> _Exercise_
Your task is to copy the lines of the data below from the line holding "column 846, row 176" through the line holding "column 1131, row 493", inclusive, exactly and with nothing added.

> _Task material_
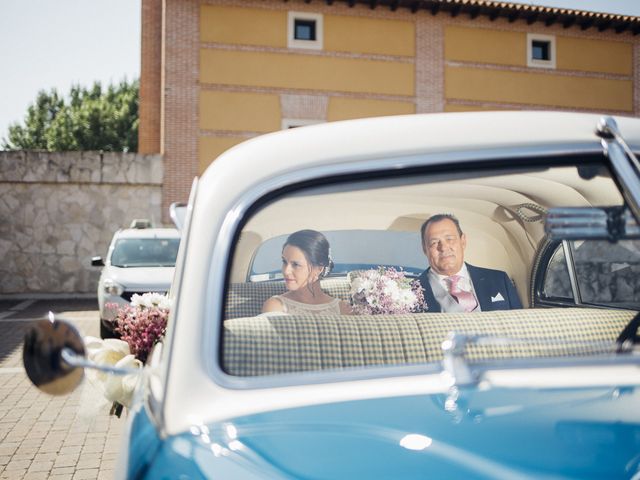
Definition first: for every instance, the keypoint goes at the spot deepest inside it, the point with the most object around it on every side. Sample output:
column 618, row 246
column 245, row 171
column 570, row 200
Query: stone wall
column 57, row 210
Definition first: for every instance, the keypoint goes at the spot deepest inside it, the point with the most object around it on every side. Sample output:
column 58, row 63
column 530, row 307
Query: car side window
column 557, row 283
column 607, row 273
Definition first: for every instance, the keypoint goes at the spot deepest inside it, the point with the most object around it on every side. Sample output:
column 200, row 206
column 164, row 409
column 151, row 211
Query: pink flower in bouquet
column 385, row 291
column 143, row 323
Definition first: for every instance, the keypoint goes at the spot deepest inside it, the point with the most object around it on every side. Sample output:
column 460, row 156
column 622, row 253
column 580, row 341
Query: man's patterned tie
column 466, row 299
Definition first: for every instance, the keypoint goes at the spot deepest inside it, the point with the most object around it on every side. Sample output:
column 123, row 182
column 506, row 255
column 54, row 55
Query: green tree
column 89, row 119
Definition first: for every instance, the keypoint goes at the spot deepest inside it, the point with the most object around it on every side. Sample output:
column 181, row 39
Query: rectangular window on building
column 541, row 50
column 304, row 30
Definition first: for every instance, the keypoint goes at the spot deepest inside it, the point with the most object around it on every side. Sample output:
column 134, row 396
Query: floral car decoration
column 141, row 325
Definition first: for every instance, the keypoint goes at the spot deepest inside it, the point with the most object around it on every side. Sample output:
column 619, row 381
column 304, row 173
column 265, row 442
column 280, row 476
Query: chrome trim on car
column 623, row 161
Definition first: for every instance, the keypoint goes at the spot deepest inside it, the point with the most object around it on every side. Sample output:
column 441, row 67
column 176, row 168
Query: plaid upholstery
column 266, row 345
column 246, row 299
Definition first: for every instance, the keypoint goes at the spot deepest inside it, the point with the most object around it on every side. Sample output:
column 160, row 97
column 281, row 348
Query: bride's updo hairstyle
column 315, row 247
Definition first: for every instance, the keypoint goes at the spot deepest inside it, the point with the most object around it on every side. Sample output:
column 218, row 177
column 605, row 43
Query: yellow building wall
column 456, row 107
column 229, row 25
column 341, row 108
column 466, row 83
column 369, row 35
column 307, row 72
column 209, row 148
column 481, row 45
column 590, row 55
column 255, row 112
column 254, row 26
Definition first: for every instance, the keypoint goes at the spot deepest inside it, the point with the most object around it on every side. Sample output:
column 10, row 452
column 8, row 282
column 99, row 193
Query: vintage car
column 546, row 391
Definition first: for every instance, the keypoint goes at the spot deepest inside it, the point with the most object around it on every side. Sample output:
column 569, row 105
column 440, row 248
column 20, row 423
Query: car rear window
column 145, row 252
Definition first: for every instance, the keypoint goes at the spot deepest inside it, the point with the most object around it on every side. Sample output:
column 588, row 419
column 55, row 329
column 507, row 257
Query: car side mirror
column 42, row 355
column 97, row 262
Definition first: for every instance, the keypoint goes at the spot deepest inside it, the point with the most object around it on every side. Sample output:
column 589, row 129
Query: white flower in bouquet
column 151, row 300
column 112, row 352
column 385, row 291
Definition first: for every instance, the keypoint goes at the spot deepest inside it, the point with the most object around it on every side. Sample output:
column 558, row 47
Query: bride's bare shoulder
column 273, row 304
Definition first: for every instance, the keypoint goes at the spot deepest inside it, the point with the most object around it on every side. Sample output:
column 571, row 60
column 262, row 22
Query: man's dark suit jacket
column 487, row 284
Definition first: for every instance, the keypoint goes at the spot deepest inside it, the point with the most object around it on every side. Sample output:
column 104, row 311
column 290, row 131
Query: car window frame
column 453, row 163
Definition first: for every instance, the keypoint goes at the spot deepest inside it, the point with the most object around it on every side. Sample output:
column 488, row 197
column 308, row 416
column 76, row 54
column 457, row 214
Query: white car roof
column 148, row 233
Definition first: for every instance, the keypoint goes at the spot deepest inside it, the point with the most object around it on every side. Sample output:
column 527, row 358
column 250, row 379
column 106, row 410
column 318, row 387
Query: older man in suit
column 452, row 285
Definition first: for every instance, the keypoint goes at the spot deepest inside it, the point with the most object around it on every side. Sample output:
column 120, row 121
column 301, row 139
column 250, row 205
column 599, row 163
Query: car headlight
column 112, row 288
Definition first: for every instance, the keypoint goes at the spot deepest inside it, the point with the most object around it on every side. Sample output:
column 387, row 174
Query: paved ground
column 45, row 437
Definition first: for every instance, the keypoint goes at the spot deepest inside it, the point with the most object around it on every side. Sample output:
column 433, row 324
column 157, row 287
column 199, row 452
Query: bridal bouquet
column 385, row 291
column 141, row 324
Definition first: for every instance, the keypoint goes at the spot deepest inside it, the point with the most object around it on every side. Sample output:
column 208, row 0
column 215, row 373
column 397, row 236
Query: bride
column 306, row 260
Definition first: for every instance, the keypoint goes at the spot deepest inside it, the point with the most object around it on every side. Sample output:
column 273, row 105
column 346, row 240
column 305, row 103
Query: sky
column 46, row 44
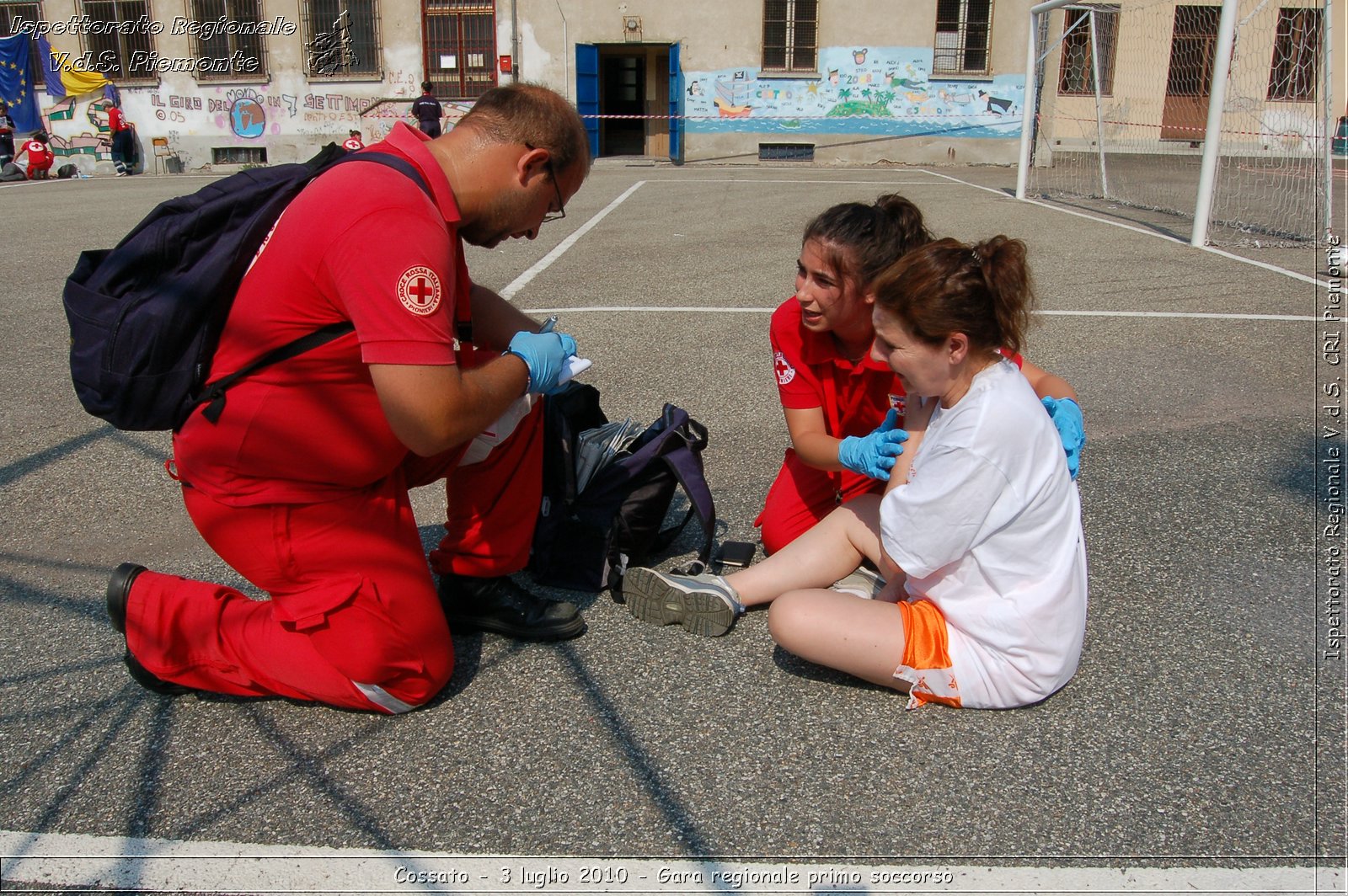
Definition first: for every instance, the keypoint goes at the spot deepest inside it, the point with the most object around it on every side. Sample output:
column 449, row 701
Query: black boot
column 119, row 589
column 500, row 605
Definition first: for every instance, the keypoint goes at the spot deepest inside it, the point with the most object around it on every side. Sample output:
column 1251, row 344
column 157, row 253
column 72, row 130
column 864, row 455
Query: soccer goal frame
column 1255, row 143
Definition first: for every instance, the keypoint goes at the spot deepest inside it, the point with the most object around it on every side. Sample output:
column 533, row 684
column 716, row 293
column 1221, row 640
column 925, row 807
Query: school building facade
column 229, row 83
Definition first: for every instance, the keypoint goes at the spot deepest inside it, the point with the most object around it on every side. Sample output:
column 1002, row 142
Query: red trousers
column 354, row 617
column 801, row 496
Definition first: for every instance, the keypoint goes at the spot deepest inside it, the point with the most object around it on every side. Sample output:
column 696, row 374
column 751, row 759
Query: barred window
column 233, row 56
column 1078, row 67
column 790, row 35
column 963, row 37
column 341, row 38
column 460, row 46
column 1296, row 56
column 13, row 13
column 120, row 45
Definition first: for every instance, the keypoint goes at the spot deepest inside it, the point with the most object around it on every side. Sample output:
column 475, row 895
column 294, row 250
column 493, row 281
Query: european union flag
column 15, row 85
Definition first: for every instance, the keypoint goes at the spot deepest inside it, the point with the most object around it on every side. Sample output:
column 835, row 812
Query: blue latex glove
column 1067, row 415
column 874, row 455
column 545, row 355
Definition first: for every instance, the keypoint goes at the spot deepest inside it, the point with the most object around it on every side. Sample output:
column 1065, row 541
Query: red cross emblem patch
column 420, row 290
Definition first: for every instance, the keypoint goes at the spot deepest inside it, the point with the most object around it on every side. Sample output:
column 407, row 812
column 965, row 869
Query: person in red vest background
column 40, row 155
column 123, row 141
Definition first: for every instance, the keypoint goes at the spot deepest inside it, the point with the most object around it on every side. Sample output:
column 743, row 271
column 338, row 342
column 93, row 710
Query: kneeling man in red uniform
column 302, row 484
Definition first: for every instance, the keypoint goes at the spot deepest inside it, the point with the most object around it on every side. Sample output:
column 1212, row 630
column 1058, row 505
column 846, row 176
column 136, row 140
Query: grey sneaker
column 703, row 604
column 864, row 583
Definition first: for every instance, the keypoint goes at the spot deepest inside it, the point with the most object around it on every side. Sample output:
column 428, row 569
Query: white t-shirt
column 988, row 527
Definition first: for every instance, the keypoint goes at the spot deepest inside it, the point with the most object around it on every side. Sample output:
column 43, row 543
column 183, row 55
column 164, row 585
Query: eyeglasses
column 561, row 208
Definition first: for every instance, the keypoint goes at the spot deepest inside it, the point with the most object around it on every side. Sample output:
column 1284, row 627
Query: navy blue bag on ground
column 586, row 541
column 146, row 316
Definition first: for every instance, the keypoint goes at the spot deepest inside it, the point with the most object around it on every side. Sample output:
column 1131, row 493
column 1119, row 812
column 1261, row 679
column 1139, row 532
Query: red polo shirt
column 855, row 395
column 364, row 244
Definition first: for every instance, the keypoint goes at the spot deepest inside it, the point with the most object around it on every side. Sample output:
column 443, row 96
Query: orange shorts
column 927, row 657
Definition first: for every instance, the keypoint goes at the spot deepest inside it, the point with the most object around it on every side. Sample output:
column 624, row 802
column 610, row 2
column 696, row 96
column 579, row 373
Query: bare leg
column 820, row 557
column 842, row 631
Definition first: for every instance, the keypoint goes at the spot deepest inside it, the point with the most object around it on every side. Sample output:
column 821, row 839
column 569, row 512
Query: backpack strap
column 215, row 392
column 687, row 467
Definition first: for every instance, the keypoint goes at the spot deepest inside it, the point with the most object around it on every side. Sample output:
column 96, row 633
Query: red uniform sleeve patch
column 420, row 290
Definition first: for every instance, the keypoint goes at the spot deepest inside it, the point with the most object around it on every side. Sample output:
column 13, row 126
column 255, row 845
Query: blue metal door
column 586, row 92
column 676, row 107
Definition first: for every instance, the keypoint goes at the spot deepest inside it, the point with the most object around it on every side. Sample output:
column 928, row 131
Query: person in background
column 6, row 134
column 123, row 141
column 40, row 155
column 428, row 112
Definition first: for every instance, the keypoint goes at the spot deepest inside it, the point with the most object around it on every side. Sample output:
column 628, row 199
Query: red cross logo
column 420, row 290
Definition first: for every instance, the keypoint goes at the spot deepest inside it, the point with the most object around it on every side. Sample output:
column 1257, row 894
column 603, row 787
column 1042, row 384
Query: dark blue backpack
column 586, row 539
column 146, row 316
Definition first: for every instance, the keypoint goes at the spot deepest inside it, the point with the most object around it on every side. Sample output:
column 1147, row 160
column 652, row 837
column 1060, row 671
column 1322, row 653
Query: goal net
column 1123, row 98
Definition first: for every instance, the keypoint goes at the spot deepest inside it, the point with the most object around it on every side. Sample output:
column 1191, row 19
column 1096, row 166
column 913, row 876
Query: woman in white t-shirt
column 977, row 534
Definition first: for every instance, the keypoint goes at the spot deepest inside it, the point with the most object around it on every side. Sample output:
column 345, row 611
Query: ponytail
column 1008, row 280
column 862, row 240
column 944, row 287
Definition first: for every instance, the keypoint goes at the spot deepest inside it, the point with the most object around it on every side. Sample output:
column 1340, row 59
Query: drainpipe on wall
column 514, row 38
column 566, row 56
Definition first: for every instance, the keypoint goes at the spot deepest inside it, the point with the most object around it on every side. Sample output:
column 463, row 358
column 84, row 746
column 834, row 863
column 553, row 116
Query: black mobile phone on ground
column 736, row 552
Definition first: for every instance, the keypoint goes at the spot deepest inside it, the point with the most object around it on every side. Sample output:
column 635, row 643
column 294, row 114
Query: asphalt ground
column 1204, row 729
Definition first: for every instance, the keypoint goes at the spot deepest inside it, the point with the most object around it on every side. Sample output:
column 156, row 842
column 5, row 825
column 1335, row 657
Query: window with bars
column 1193, row 49
column 125, row 51
column 11, row 13
column 790, row 35
column 963, row 37
column 460, row 40
column 341, row 38
column 233, row 56
column 1296, row 56
column 1078, row 71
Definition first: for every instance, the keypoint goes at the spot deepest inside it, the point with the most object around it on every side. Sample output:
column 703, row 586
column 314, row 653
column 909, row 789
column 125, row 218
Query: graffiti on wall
column 858, row 91
column 78, row 128
column 78, row 125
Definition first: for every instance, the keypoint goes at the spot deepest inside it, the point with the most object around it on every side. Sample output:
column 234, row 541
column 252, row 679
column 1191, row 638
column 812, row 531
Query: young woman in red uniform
column 40, row 157
column 842, row 410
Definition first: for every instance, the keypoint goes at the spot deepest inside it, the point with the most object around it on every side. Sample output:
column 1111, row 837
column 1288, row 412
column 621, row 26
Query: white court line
column 166, row 866
column 757, row 181
column 1143, row 231
column 522, row 280
column 694, row 309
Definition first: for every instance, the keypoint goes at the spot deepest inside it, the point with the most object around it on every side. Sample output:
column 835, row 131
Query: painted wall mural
column 859, row 91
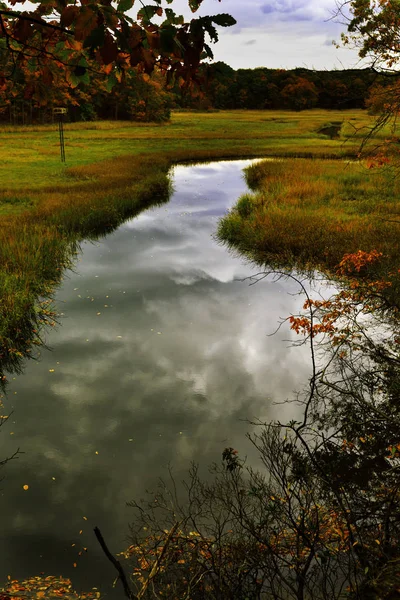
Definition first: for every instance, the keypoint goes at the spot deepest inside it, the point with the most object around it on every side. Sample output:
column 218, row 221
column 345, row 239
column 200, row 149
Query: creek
column 161, row 355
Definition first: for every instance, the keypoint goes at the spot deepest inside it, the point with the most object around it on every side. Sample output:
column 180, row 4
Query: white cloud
column 278, row 34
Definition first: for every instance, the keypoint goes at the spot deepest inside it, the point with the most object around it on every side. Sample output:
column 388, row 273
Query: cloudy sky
column 278, row 34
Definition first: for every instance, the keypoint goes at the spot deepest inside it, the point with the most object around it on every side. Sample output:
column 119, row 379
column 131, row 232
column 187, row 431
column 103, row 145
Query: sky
column 278, row 34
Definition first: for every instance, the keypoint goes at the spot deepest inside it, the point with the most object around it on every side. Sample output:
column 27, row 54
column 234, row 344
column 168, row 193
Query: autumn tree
column 320, row 518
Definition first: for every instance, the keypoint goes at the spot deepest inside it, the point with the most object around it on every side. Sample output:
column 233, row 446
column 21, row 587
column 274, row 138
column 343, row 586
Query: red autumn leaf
column 85, row 23
column 22, row 30
column 69, row 15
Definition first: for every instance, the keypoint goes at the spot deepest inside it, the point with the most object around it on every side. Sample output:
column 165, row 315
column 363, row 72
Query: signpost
column 60, row 112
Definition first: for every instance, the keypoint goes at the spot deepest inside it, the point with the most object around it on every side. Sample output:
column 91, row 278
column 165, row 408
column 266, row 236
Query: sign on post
column 60, row 112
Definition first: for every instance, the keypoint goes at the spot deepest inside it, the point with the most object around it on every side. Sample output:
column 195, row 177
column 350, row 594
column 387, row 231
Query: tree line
column 296, row 89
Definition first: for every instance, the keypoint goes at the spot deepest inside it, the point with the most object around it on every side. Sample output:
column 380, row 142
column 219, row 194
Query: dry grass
column 115, row 170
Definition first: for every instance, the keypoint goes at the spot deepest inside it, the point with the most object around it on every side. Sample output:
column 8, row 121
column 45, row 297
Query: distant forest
column 297, row 89
column 140, row 97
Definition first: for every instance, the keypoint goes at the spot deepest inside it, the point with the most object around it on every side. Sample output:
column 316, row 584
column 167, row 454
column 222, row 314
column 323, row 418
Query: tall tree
column 68, row 35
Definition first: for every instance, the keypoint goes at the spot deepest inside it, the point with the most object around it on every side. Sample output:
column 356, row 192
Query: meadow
column 114, row 170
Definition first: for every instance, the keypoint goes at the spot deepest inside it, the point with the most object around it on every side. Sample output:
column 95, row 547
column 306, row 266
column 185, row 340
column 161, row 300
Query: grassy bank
column 307, row 214
column 113, row 171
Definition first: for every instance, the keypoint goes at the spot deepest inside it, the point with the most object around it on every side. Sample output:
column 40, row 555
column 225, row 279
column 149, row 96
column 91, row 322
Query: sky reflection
column 161, row 356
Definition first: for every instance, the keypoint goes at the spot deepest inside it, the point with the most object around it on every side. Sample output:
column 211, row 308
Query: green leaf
column 223, row 20
column 112, row 80
column 147, row 12
column 124, row 5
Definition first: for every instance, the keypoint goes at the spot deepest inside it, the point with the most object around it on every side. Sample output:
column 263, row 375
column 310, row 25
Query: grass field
column 113, row 171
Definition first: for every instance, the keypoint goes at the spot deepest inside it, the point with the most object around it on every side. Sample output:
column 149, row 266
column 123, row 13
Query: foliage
column 297, row 89
column 44, row 588
column 321, row 518
column 68, row 42
column 373, row 27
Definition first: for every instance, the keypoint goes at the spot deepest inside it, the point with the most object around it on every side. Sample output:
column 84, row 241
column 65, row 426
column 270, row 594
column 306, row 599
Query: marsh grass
column 115, row 170
column 306, row 214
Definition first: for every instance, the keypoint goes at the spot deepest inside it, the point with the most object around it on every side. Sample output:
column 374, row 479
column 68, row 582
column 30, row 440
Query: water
column 160, row 357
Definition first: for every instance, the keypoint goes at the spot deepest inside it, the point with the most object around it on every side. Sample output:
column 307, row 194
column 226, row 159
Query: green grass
column 306, row 214
column 113, row 171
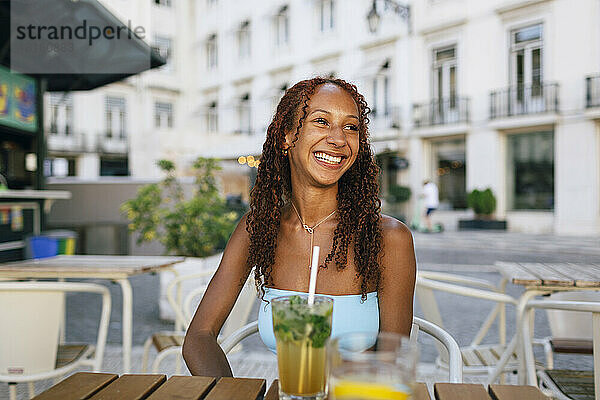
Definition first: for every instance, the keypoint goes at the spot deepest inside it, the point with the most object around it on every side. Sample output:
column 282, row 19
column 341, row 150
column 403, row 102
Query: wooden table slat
column 78, row 386
column 517, row 274
column 184, row 388
column 238, row 388
column 460, row 391
column 131, row 387
column 420, row 392
column 273, row 392
column 552, row 275
column 585, row 275
column 510, row 392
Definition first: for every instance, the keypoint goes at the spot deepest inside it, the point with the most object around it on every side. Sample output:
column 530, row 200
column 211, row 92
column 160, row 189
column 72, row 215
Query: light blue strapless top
column 349, row 315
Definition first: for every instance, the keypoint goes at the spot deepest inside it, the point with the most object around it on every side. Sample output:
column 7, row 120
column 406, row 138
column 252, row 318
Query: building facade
column 123, row 128
column 502, row 94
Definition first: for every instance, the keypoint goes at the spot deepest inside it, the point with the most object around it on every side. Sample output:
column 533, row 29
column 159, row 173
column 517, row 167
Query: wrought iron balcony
column 592, row 91
column 524, row 100
column 384, row 119
column 451, row 110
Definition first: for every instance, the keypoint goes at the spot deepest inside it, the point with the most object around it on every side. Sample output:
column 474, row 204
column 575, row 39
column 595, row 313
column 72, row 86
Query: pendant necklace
column 310, row 229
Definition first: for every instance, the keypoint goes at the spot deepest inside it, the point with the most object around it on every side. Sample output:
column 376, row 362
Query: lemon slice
column 368, row 391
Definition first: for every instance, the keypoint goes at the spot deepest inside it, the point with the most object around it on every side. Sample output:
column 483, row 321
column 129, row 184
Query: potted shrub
column 483, row 204
column 196, row 226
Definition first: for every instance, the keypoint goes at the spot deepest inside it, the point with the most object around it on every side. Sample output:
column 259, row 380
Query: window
column 450, row 167
column 164, row 47
column 381, row 91
column 444, row 107
column 244, row 43
column 530, row 175
column 114, row 167
column 244, row 114
column 282, row 27
column 61, row 167
column 211, row 52
column 61, row 114
column 115, row 114
column 163, row 115
column 279, row 92
column 212, row 118
column 326, row 15
column 526, row 63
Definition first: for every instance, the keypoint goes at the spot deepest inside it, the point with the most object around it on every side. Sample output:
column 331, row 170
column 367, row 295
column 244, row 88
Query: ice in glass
column 301, row 332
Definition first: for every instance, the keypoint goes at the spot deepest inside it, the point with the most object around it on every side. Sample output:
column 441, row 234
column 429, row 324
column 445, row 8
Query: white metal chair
column 169, row 343
column 455, row 365
column 29, row 332
column 478, row 358
column 554, row 380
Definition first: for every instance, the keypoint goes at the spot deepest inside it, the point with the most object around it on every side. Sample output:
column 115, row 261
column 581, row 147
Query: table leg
column 126, row 323
column 516, row 343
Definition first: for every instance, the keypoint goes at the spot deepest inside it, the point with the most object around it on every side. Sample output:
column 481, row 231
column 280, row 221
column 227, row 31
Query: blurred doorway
column 449, row 167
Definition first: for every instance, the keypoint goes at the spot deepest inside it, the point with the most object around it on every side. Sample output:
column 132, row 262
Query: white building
column 473, row 94
column 122, row 128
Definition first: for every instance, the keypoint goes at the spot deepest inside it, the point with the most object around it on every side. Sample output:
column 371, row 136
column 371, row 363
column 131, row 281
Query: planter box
column 466, row 224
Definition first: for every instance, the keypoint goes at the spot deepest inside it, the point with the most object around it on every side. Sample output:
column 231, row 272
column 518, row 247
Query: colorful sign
column 17, row 101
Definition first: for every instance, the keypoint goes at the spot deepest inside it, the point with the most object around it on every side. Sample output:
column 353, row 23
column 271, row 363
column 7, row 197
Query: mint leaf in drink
column 296, row 321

> _The answer_
column 846, row 176
column 136, row 140
Query: grey sneaker
column 703, row 604
column 864, row 583
Definition first: for every instance, the keypoint goes at the spot deepest inside it, the point with the most object around it on every side. Sample output:
column 428, row 569
Query: white t-shirt
column 988, row 527
Definition first: for every instance, the keypoint goes at the spot deepest inside it, the point with the most object around it on every side. Sample output:
column 43, row 543
column 183, row 55
column 164, row 585
Query: eyeglasses
column 561, row 208
Definition first: for every instance, the keypoint goes at the spot deepest inside it, the point with the most object around it on every side. Sample output:
column 1284, row 627
Query: navy blue bag on ground
column 586, row 541
column 146, row 316
Definition first: for every instance, the keypoint goes at the spot deepest inside it, the point with the most object around it on every side. Sample output:
column 1131, row 493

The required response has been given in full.